MATERIAL FOR THIS TASK |
[Start]
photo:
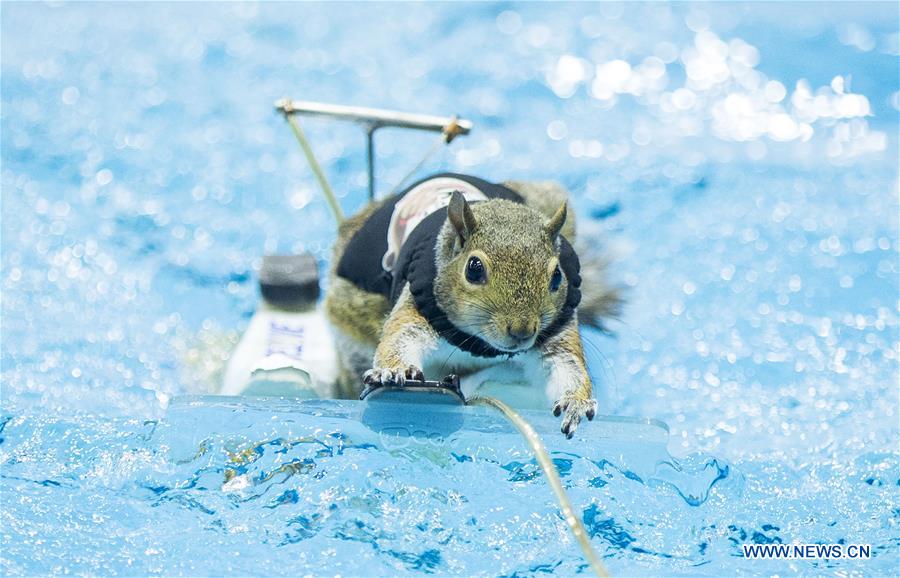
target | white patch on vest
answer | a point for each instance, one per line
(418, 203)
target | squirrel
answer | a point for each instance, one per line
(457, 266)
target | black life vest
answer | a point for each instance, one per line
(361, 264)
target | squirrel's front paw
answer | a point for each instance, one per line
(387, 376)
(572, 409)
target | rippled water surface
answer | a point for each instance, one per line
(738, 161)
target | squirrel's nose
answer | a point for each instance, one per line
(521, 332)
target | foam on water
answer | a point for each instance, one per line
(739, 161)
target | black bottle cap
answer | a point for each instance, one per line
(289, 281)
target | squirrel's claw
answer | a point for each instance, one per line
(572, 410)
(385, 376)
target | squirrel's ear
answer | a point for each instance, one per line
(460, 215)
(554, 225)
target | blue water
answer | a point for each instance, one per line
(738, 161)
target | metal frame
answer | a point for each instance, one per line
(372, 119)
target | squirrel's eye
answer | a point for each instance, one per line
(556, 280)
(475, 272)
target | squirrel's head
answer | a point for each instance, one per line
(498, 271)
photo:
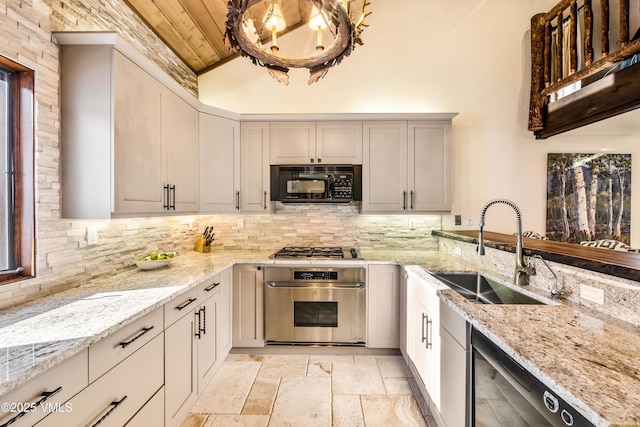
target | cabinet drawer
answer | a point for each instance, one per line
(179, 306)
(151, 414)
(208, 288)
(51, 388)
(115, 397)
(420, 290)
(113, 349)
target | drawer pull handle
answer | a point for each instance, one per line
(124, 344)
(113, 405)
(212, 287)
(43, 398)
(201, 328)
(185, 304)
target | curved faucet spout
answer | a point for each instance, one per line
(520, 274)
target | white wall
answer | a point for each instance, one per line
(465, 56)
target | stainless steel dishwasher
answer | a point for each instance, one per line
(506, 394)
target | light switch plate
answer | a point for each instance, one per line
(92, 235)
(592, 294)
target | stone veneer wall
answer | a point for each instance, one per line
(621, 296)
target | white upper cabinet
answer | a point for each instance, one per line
[End]
DO THIS |
Put every line of the rows above into a numbered list, skipping any blank lines and leaving the pictures out.

RESPONSE |
1. photo:
2. target | white patch on vest
3. answer | a point for each instance, one per line
4. (418, 203)
5. target | squirrel
6. answer | a point for each instance, one per line
7. (457, 266)
8. target | black life vest
9. answer | a point for each instance, one per line
10. (361, 264)
11. target | squirrel's front paw
12. answer | a point for each instance, one per line
13. (387, 376)
14. (572, 409)
15. target | rippled water surface
16. answer | a point for each instance, one per line
17. (738, 161)
18. target | squirrel's nose
19. answer | a point for each instance, one per line
20. (521, 332)
21. target | foam on water
22. answer | a point for each instance, one per line
23. (739, 161)
24. target | black bottle cap
25. answer | a point for each instance, one per line
26. (289, 281)
27. target | squirrel's claw
28. answer | a point for each instance, one per line
29. (572, 410)
30. (385, 376)
31. target | squirrel's ear
32. answer | a point for each instance, one per line
33. (460, 215)
34. (554, 225)
35. target | blue water
36. answer | a point for each instance, one per line
37. (738, 161)
38. target | metal frame
39. answer | a point for each instance, one per line
40. (372, 119)
41. target | squirrel's eye
42. answer | a point for each instance, one per line
43. (556, 280)
44. (475, 272)
45. target | squirrel's head
46. answer | a point for each instance, one per line
47. (498, 271)
48. photo:
49. target | cabinet drawer
50. answer | a point for each instance, one per line
51. (179, 306)
52. (151, 414)
53. (208, 288)
54. (51, 388)
55. (115, 397)
56. (420, 290)
57. (113, 349)
58. target | drawer pull handle
59. answer | a point for each instance, one per line
60. (124, 344)
61. (113, 405)
62. (212, 287)
63. (43, 398)
64. (201, 328)
65. (185, 304)
66. target | curved faucet spout
67. answer | a point for each instance, one per line
68. (520, 274)
69. target | white wall
70. answer | a point for each instance, one per line
71. (465, 56)
72. target | stainless steel dishwasher
73. answer | a point for each instance, one per line
74. (506, 394)
75. target | light switch plate
76. answer | a point for each instance, one per line
77. (92, 235)
78. (592, 294)
79. target | stone veneer wall
80. answer | a point for each instance, one per line
81. (621, 296)
82. target | white upper cabinet
83. answer | a point for each instance, one per line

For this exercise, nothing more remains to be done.